All lines with the word "shrub" must be pulled from the entries below.
:: Dataset content ::
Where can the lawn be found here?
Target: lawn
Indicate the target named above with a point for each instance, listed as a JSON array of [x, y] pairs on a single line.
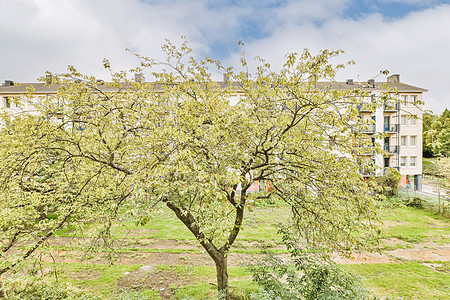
[[162, 260]]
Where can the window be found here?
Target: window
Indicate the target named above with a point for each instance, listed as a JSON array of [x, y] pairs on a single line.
[[403, 140], [403, 161], [403, 120], [405, 99], [7, 102], [412, 161]]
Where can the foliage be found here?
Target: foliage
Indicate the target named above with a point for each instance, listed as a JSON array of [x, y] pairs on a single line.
[[44, 188], [416, 202], [309, 276], [182, 142], [42, 290], [389, 182]]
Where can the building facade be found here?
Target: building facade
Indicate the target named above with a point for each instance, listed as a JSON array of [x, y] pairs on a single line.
[[398, 122]]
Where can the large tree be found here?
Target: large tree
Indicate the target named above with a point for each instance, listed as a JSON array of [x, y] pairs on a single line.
[[199, 146]]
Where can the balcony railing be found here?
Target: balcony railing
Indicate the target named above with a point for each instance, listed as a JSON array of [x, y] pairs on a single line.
[[391, 107], [391, 128], [365, 108], [390, 149], [370, 128], [367, 172]]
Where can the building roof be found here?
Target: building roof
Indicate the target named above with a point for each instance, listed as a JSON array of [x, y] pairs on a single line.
[[44, 88]]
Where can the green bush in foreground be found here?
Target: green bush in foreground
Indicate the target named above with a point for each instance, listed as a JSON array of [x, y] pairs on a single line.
[[44, 291], [309, 276]]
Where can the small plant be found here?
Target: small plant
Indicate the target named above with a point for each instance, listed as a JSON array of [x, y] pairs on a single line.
[[309, 276], [42, 290], [416, 202]]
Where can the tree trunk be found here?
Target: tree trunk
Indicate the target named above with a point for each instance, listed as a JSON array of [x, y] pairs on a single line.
[[222, 276]]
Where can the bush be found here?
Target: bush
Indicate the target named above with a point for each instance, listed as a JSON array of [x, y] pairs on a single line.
[[44, 291], [310, 276], [416, 202]]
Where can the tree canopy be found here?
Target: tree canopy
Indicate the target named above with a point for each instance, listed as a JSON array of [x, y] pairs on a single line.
[[95, 149]]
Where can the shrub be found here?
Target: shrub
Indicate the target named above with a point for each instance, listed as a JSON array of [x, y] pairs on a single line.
[[416, 202], [389, 182], [310, 276], [45, 291]]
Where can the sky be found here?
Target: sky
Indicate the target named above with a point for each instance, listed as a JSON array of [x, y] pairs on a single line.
[[406, 37]]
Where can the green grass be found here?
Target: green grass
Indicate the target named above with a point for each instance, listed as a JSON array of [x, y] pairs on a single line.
[[409, 280], [414, 225]]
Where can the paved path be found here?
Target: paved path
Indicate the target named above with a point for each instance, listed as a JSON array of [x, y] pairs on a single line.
[[434, 191]]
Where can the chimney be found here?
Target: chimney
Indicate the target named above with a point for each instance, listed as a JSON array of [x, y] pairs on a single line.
[[48, 78], [139, 77], [395, 78]]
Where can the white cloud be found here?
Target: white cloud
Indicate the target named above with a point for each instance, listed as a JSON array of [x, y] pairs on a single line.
[[416, 46], [40, 35]]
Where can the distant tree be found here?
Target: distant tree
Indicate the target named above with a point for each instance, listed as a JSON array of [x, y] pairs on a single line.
[[188, 142]]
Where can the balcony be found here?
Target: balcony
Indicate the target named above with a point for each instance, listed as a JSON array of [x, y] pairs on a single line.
[[391, 107], [369, 129], [367, 172], [391, 149], [365, 108], [391, 128]]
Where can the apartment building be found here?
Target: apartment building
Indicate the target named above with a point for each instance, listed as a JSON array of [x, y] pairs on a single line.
[[399, 121]]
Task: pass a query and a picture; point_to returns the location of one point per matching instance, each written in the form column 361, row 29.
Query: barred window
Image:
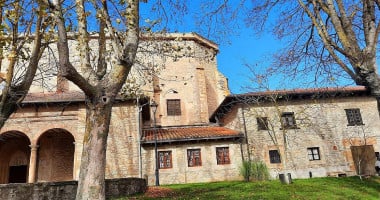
column 274, row 156
column 262, row 123
column 173, row 107
column 313, row 153
column 354, row 117
column 288, row 120
column 222, row 155
column 194, row 157
column 165, row 159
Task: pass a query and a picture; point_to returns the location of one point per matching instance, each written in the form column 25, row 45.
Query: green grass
column 315, row 188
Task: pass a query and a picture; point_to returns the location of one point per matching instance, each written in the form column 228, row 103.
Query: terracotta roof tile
column 188, row 133
column 54, row 97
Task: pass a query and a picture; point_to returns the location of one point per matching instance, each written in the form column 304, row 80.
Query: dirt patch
column 156, row 192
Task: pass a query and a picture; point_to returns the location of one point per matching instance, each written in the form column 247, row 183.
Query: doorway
column 364, row 159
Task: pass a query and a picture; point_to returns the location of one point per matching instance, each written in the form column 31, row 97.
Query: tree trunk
column 91, row 185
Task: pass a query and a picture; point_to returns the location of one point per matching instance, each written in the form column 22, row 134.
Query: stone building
column 202, row 133
column 308, row 133
column 42, row 141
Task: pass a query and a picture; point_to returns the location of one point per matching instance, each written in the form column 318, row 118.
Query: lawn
column 315, row 188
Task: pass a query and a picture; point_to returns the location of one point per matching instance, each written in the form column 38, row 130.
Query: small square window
column 165, row 159
column 288, row 120
column 194, row 157
column 313, row 153
column 222, row 155
column 274, row 156
column 262, row 123
column 173, row 107
column 354, row 117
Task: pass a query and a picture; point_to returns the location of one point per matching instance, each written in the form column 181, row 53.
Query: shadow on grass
column 315, row 188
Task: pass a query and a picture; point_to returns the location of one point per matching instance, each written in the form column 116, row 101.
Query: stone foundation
column 67, row 190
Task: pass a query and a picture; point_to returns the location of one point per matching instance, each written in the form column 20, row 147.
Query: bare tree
column 23, row 38
column 102, row 83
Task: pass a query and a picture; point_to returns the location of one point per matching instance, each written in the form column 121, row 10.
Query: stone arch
column 56, row 148
column 14, row 157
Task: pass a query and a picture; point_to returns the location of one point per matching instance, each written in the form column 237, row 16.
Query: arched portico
column 56, row 149
column 14, row 157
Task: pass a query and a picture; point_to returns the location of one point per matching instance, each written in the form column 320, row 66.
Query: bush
column 257, row 170
column 245, row 170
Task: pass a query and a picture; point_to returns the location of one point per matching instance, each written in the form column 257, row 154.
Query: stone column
column 77, row 156
column 32, row 163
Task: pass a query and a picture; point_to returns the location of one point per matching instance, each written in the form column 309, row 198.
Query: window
column 165, row 158
column 173, row 107
column 222, row 155
column 354, row 117
column 274, row 156
column 194, row 157
column 262, row 123
column 313, row 153
column 288, row 120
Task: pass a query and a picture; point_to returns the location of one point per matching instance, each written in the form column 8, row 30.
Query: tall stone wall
column 320, row 124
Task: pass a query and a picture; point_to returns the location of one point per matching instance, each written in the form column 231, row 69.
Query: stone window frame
column 354, row 117
column 313, row 153
column 262, row 123
column 173, row 107
column 288, row 120
column 165, row 159
column 274, row 156
column 223, row 155
column 194, row 158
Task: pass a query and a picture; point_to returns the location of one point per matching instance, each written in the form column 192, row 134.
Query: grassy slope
column 316, row 188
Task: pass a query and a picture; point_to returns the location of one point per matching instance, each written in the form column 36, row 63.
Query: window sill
column 290, row 127
column 355, row 124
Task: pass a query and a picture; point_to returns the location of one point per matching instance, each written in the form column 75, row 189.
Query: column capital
column 33, row 147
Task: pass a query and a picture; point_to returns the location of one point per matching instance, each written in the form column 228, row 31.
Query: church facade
column 196, row 125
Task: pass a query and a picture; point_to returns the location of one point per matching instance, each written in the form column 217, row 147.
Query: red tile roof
column 54, row 97
column 49, row 97
column 188, row 133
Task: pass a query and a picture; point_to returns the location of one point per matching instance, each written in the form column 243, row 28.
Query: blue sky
column 244, row 48
column 236, row 48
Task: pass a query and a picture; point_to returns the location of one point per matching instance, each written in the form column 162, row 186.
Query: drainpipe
column 139, row 134
column 245, row 133
column 139, row 109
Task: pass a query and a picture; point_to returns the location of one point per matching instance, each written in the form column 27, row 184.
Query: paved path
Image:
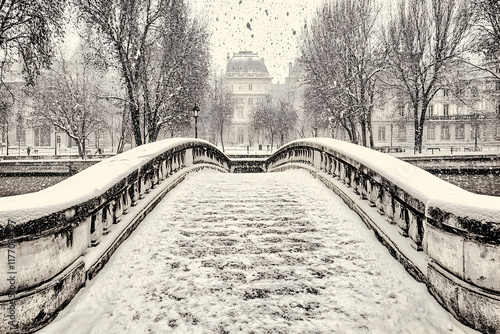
column 252, row 253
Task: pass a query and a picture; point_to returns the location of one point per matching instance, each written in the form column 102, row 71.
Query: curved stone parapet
column 454, row 234
column 54, row 240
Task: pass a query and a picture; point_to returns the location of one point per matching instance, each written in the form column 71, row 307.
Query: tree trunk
column 363, row 132
column 221, row 138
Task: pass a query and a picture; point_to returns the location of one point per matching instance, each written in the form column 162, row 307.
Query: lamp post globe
column 196, row 112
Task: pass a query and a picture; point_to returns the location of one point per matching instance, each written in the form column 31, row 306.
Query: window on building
column 402, row 133
column 460, row 131
column 401, row 111
column 381, row 133
column 239, row 112
column 445, row 131
column 430, row 110
column 431, row 132
column 42, row 136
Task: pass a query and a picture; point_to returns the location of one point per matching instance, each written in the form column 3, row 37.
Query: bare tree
column 422, row 38
column 67, row 97
column 160, row 51
column 487, row 21
column 28, row 32
column 341, row 61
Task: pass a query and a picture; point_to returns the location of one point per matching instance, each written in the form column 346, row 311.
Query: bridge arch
column 57, row 239
column 445, row 237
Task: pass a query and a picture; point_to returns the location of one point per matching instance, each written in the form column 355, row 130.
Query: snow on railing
column 44, row 235
column 458, row 230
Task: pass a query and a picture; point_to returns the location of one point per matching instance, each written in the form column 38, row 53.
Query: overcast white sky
column 268, row 27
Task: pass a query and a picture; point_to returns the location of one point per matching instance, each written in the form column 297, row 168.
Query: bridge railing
column 458, row 231
column 51, row 241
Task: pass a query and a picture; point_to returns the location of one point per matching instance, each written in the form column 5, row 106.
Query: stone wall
column 54, row 240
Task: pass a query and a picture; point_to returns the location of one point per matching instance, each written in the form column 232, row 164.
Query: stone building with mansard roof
column 248, row 79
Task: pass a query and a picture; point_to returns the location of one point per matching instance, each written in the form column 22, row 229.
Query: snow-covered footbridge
column 284, row 252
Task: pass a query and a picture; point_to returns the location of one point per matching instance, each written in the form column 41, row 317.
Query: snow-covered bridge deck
column 253, row 253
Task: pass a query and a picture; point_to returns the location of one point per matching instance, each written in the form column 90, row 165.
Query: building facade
column 248, row 79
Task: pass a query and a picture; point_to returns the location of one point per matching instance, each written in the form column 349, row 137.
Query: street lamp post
column 196, row 111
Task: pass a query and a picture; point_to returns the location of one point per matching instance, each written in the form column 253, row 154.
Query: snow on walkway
column 252, row 253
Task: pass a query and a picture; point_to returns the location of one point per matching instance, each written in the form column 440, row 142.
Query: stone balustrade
column 454, row 235
column 54, row 240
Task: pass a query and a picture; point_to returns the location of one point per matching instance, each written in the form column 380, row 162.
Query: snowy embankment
column 429, row 189
column 253, row 253
column 57, row 238
column 90, row 183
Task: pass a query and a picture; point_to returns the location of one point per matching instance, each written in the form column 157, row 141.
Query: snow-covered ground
column 253, row 253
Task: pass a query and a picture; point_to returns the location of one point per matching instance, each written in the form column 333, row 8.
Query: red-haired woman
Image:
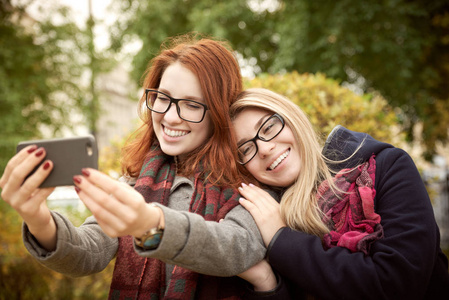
column 175, row 163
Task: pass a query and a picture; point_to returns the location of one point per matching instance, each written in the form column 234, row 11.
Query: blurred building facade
column 118, row 106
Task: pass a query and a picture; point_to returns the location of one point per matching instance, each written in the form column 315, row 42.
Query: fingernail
column 39, row 152
column 32, row 149
column 85, row 172
column 77, row 179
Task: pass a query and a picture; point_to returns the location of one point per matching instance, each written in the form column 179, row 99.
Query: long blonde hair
column 299, row 205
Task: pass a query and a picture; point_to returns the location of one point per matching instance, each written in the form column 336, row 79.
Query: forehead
column 248, row 121
column 180, row 82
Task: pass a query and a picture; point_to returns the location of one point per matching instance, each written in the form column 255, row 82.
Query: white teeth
column 174, row 133
column 278, row 161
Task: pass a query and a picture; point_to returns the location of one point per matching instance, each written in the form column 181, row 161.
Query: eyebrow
column 256, row 126
column 194, row 98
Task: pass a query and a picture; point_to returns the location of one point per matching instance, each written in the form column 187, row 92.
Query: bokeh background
column 74, row 67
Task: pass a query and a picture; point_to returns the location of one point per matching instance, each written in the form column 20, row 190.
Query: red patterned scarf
column 351, row 215
column 137, row 277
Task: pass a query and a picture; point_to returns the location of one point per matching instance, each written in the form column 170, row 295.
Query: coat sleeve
column 219, row 249
column 79, row 251
column 399, row 266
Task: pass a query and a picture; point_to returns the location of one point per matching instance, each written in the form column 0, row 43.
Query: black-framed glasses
column 188, row 110
column 267, row 131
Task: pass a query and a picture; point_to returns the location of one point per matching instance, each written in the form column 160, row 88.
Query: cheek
column 253, row 169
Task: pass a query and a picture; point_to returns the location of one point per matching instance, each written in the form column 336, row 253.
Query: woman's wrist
column 45, row 235
column 266, row 285
column 153, row 219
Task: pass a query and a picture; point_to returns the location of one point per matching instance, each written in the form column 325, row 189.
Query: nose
column 265, row 148
column 171, row 116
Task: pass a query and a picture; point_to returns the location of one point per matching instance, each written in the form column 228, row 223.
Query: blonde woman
column 354, row 220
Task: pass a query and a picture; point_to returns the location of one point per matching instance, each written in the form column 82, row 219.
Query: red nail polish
column 85, row 172
column 32, row 149
column 39, row 152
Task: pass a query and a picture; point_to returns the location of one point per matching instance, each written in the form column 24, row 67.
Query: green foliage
column 399, row 48
column 22, row 277
column 41, row 76
column 328, row 104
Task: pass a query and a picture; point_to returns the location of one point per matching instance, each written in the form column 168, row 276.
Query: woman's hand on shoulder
column 119, row 209
column 264, row 209
column 261, row 276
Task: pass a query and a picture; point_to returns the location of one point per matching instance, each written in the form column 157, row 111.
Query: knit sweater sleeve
column 79, row 251
column 399, row 266
column 219, row 249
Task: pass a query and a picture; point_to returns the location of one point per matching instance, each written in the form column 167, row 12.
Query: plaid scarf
column 137, row 277
column 351, row 215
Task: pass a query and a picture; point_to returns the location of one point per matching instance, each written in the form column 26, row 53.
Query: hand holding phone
column 69, row 156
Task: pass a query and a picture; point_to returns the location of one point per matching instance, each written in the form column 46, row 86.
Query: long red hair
column 219, row 75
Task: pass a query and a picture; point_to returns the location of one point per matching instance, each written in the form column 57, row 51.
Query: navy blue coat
column 406, row 264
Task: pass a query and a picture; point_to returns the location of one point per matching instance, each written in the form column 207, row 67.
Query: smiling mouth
column 279, row 160
column 175, row 133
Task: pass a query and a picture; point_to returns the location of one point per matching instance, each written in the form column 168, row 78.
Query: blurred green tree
column 397, row 47
column 42, row 75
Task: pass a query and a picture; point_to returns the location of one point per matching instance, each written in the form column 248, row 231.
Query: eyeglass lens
column 267, row 131
column 188, row 110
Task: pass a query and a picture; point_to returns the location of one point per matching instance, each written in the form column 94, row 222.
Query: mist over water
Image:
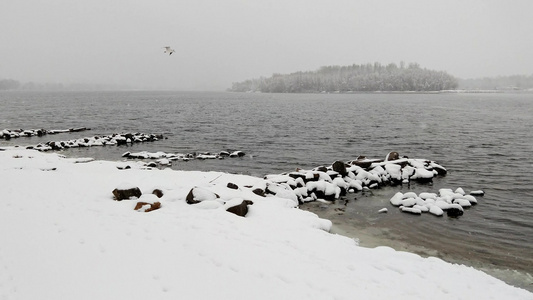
column 484, row 140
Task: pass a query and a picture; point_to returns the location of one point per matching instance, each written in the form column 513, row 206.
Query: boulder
column 241, row 209
column 147, row 206
column 158, row 193
column 197, row 195
column 455, row 210
column 340, row 168
column 124, row 194
column 392, row 156
column 232, row 186
column 259, row 191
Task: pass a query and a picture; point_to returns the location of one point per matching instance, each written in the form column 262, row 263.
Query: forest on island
column 354, row 78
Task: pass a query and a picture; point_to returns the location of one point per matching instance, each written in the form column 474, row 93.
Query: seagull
column 168, row 50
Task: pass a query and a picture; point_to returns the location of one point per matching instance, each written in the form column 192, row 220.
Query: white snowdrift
column 62, row 236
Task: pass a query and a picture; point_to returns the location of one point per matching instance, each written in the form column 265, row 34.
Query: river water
column 484, row 140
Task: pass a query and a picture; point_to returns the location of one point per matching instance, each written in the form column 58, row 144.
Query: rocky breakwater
column 328, row 183
column 165, row 159
column 8, row 134
column 446, row 200
column 115, row 139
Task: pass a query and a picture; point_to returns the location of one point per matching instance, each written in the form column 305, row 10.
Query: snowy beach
column 64, row 236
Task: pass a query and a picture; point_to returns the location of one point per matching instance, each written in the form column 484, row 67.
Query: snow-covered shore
column 62, row 236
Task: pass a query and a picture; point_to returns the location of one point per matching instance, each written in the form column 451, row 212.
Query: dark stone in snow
column 241, row 209
column 125, row 194
column 232, row 186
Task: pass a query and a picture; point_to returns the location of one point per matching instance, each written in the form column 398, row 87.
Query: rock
column 454, row 210
column 232, row 186
column 397, row 199
column 158, row 193
column 241, row 209
column 197, row 195
column 392, row 156
column 340, row 168
column 411, row 210
column 435, row 210
column 259, row 191
column 237, row 154
column 124, row 194
column 148, row 206
column 477, row 193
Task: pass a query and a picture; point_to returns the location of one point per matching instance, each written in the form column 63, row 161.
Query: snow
column 62, row 236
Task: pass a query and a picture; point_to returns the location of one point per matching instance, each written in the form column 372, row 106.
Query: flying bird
column 168, row 50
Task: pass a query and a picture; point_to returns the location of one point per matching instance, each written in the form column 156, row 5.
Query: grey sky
column 219, row 42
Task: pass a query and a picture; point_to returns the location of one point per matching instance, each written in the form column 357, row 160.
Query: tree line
column 513, row 82
column 354, row 78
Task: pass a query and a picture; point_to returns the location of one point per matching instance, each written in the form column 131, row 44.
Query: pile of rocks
column 195, row 196
column 163, row 158
column 113, row 139
column 453, row 202
column 332, row 182
column 8, row 134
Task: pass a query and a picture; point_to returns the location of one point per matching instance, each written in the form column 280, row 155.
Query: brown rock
column 241, row 209
column 158, row 193
column 153, row 206
column 124, row 194
column 340, row 168
column 232, row 186
column 392, row 156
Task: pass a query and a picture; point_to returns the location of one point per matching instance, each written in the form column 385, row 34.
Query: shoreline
column 374, row 236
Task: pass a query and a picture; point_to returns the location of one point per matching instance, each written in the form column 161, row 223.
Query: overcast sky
column 219, row 42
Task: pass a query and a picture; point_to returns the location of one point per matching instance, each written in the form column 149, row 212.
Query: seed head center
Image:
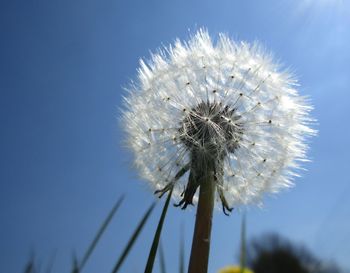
column 211, row 128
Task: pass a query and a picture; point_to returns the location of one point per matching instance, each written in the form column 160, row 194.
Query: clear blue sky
column 62, row 165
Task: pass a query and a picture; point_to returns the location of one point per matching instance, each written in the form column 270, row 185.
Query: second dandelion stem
column 202, row 230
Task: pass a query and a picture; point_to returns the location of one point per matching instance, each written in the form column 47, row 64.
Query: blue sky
column 62, row 163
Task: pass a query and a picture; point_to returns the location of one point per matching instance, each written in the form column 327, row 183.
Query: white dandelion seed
column 223, row 109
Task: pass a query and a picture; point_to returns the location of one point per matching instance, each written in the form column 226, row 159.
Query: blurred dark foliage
column 273, row 254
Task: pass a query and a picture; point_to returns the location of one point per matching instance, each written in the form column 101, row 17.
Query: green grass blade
column 243, row 244
column 153, row 250
column 182, row 251
column 100, row 232
column 161, row 258
column 133, row 238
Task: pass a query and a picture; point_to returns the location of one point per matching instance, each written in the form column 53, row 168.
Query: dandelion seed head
column 226, row 105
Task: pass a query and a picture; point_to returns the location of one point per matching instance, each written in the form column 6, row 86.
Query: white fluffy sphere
column 224, row 102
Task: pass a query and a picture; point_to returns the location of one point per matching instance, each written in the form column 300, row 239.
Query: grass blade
column 161, row 258
column 243, row 244
column 133, row 238
column 153, row 250
column 100, row 232
column 182, row 251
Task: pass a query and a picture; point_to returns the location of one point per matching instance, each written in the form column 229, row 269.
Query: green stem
column 202, row 230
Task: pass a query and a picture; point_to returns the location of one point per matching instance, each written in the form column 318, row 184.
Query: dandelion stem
column 202, row 230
:::
◆ Result ◆
Where can the shrub be found here?
Target: shrub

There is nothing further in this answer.